Count the lines in the records below that contain the word "person". Reply with the number alone.

• **Supplied entries**
───

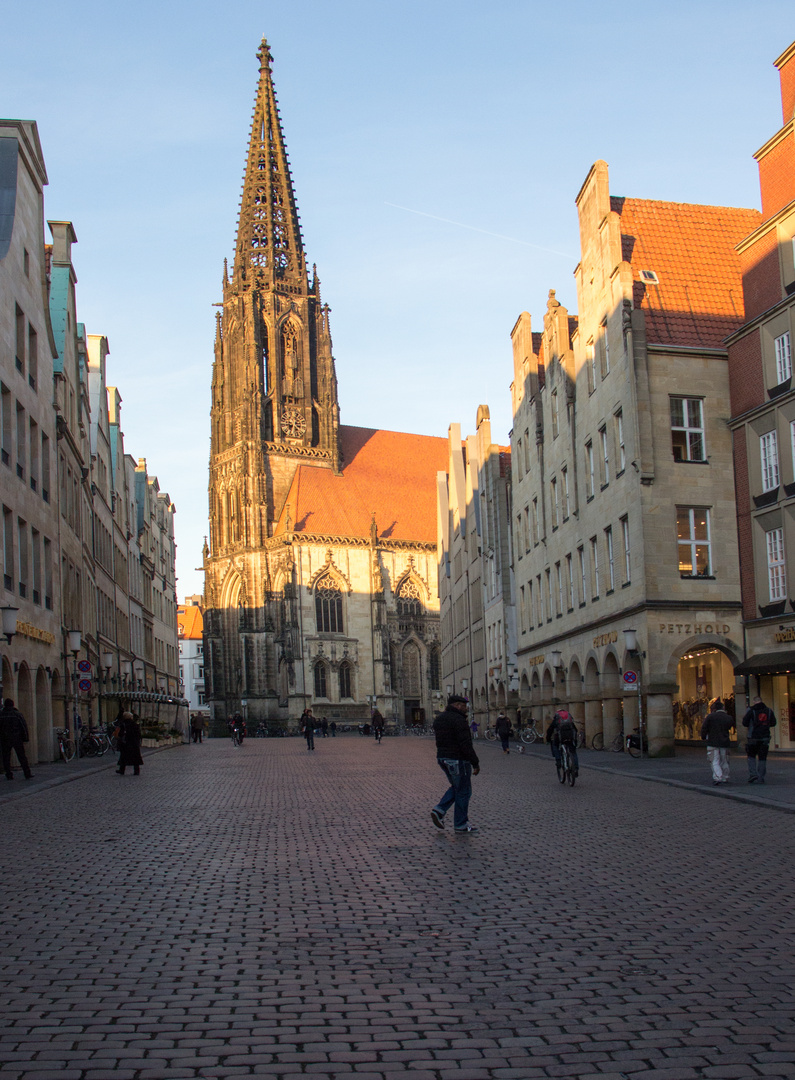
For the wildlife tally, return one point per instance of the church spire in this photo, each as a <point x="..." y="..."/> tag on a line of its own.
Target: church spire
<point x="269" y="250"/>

───

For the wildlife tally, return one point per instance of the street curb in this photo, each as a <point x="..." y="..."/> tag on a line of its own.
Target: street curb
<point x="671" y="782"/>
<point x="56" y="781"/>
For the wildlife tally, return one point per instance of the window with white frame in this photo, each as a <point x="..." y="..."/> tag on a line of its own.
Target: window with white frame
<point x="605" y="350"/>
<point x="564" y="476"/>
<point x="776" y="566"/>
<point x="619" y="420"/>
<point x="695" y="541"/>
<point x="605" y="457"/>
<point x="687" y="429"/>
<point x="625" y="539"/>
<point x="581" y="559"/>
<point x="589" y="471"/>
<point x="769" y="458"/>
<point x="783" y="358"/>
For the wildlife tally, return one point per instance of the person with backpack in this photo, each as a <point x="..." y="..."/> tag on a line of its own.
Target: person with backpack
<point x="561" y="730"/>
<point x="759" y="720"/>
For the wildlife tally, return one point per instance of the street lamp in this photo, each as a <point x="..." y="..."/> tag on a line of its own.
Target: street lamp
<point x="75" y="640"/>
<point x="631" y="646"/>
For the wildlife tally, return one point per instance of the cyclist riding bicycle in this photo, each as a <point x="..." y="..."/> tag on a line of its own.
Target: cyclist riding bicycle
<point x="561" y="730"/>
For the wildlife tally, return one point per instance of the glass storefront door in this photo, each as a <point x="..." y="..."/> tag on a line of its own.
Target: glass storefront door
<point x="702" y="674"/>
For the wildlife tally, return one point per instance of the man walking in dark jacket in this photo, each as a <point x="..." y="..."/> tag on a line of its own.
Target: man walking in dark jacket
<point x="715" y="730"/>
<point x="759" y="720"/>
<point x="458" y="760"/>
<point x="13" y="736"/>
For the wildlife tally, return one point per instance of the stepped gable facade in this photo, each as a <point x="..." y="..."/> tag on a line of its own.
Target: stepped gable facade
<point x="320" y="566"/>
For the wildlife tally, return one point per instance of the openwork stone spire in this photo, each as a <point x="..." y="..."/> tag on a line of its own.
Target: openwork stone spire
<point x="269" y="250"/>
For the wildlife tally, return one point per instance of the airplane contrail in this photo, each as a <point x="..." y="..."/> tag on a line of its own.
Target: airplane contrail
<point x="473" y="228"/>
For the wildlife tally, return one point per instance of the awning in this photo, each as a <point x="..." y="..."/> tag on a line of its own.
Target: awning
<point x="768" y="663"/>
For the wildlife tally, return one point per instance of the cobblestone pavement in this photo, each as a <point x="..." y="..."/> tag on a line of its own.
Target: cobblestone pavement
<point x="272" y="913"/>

───

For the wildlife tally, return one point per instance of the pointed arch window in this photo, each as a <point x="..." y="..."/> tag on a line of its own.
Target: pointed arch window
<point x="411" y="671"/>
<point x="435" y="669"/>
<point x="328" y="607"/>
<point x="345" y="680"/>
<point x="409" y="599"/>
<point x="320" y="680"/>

───

• **Task answer**
2